Records for the exercise:
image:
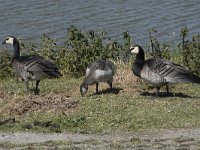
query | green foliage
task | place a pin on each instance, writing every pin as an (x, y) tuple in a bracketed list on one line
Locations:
[(157, 49), (189, 51), (85, 47)]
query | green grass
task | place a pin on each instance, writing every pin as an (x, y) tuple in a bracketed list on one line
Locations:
[(132, 108)]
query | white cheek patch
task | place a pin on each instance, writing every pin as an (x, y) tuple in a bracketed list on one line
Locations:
[(10, 40), (135, 50)]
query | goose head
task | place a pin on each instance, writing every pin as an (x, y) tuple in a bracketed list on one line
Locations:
[(83, 89), (136, 49), (10, 40), (13, 41)]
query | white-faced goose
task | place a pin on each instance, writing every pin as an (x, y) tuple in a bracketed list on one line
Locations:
[(160, 72), (98, 71), (31, 67)]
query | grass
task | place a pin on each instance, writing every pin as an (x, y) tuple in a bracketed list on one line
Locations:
[(131, 107)]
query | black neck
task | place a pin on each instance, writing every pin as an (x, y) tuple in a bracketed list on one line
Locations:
[(16, 47)]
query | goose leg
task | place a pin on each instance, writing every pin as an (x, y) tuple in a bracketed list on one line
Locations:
[(36, 91), (110, 84), (97, 85), (27, 87)]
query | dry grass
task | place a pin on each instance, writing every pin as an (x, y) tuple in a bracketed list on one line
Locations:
[(130, 107)]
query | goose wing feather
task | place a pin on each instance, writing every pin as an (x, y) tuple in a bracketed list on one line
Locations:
[(170, 71)]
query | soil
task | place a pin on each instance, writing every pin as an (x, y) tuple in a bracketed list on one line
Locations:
[(179, 139)]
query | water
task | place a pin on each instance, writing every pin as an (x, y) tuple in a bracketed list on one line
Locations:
[(28, 19)]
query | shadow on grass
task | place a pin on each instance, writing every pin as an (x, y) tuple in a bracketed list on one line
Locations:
[(164, 94), (108, 91)]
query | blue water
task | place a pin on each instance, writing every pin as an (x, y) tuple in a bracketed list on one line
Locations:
[(28, 19)]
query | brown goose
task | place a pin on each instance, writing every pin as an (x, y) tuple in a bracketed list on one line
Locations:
[(160, 72), (31, 67), (98, 71)]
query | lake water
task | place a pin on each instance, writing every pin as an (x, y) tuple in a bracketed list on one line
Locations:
[(29, 18)]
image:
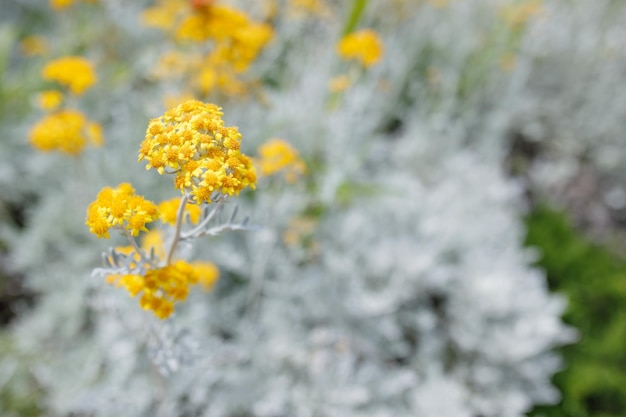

Required task: Reproduce all of the records above word for word, leaving out the pictures.

Task output:
image:
query | green foliage
task | place a pin on each instance, writing every pin as an (x, y) tuple in a bracketed list on one line
Locations:
[(157, 49), (189, 51), (85, 47)]
query | green grass
task | place a pin on each instance, writing every pin as an (x, y) tuple in a bracketed list on one line
Locations:
[(132, 108)]
query | white cheek patch
task | place a pin on each instance, writing every pin as an (x, y) tuple in a bracketed list on one line
Locations:
[(10, 40), (135, 50)]
query | goose head
task | place a pin on each instance, writing every pin as an (x, y) tuple in a bracketed list on one line
Locations:
[(83, 89), (136, 49), (10, 40), (13, 41)]
query | white-faced goose
task | place a pin on each instance, writing every pin as an (x, y) tuple in a bracketed list on one line
Locations:
[(160, 72), (98, 71), (31, 67)]
query | grass
task | place a pin on each instance, writing every pin as an (x, y) tuple in a bracketed list on one line
Locations:
[(131, 107)]
query | black neck
task | place a pin on each instance, writing every pin as an (x, y) tuple in a bracketed list on one line
Locations:
[(16, 47)]
query | goose leg
task | place a pin on each instance, writing every pin as an (x, y) tuple in a bracketed list on one line
Locations:
[(36, 91), (110, 84), (97, 85), (27, 87)]
query | dry grass
task | place a pin on each instance, writing every pin as an (x, y) tuple in a bracketed list on one line
Locations:
[(130, 107)]
query | goose wing feather
task | place a pin on each instance, writing every pin as an (x, y) tuple in a bracketed list on one line
Locations:
[(170, 71)]
query | soil
task | place a pin on each instance, writing every pin as an (x, y) tuple in a bracketed list on one line
Locations:
[(179, 139)]
query | water
task | place a pin on each instance, writing every pin as an (x, y) tuple in a bracketed list on one line
Locations:
[(28, 19)]
query | shadow on grass
task | place a pin on each instance, writing every pin as an (x, y) tuple in a bracketed list on one line
Locations:
[(164, 94), (108, 91)]
query | blue water
task | place a pin on each instance, writing every pin as an (x, y) tuple in a bracketed list on one line
Locations:
[(28, 19)]
query | brown goose
task | place a pin on each instance, writing every pin as an (x, y) tuple in a bracketed list on one line
Locations:
[(160, 72), (31, 67), (98, 71)]
query | lake water
task | place a pin on each instance, writing every pin as an (x, y) tuple in a bracketed list on one line
Locations:
[(29, 18)]
image:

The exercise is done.